Directions: Return a word-for-word copy of the complete listing below.

Data for this exercise:
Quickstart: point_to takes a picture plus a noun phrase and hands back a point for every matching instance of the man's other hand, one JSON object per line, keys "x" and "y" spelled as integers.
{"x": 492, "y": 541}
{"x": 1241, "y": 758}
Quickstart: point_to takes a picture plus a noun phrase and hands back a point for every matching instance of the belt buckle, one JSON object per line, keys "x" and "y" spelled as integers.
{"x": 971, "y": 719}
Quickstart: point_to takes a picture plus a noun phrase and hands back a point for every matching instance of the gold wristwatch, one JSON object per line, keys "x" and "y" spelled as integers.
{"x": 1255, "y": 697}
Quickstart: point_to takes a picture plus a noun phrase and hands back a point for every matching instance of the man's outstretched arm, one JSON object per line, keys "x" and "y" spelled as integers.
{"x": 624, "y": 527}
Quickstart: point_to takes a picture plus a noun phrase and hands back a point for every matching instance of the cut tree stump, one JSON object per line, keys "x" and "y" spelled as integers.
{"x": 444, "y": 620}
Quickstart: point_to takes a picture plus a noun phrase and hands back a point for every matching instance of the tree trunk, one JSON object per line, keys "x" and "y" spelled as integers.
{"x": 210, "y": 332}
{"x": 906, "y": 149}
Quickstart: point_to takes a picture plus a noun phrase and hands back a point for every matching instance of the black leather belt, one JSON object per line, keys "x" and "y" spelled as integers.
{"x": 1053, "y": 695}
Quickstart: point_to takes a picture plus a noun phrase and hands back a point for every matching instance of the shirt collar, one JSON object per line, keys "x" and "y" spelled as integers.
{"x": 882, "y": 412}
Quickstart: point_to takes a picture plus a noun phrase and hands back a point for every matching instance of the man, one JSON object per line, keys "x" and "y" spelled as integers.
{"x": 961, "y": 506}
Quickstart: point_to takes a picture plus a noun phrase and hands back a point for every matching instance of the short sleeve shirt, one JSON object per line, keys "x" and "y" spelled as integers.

Answer space:
Quickstart: point_to takes a picture plus a noun phrase and hands back a point for every matching instance of the man's other hand, one JSON object per line, keys "x" and "y" spelled as integers.
{"x": 492, "y": 541}
{"x": 1241, "y": 758}
Quickstart: point_to takes a picture plus a noun phrase and hands back a point for every matching instance of the belt buckle, one JSON object per line, keys "x" and "y" spelled as integers.
{"x": 971, "y": 719}
Quickstart: point_to takes a picture plus a noun phrase and hands back a point for every matching instance of the gold wristwatch, one JSON object per line, keys "x" and "y" spelled as integers.
{"x": 1255, "y": 697}
Quickstart: point_to takes a picture plus a noun phrase and hands back a point for every matching instance of the man's outstretched arm, one JSON object per line, keys "x" and "y" spelled as integers.
{"x": 624, "y": 527}
Quickstart: point_to takes a picture plus a noun phrase and hands back a point for every matching instance of the cut tree stump, one JSON object per line, keys "x" and "y" spelled as integers.
{"x": 444, "y": 620}
Quickstart: point_to takes a picture plus a noun phrase and hands back a point for every matching instance of the tree trunk, one JSON object per line, keys "x" and "y" spelled as integers.
{"x": 210, "y": 332}
{"x": 906, "y": 149}
Quickstart: point_to takes a picture plus a noun phrase and hands back a point for every matching instance of the black leather belt, one JSON object per line, keys "x" and "y" spelled as integers.
{"x": 1053, "y": 695}
Quickstart: point_to takes a picture plus a noun phrase and hands back a point for every matching instance of the shirt collar, one JSON object per line, keys "x" and "y" spelled as integers.
{"x": 882, "y": 412}
Quickstart: point_to takes a picture plus a noun phrase and hands back a point for every matching instance of the man, one JSON object per line, keys "x" and "y" spelled as integers.
{"x": 961, "y": 506}
Quickstart: point_to takes a picture plus a noun phrase and hands back a point for every matching instance of the short sleeve shirt, one JSON object per line, keys "x" and "y" spelled as integers.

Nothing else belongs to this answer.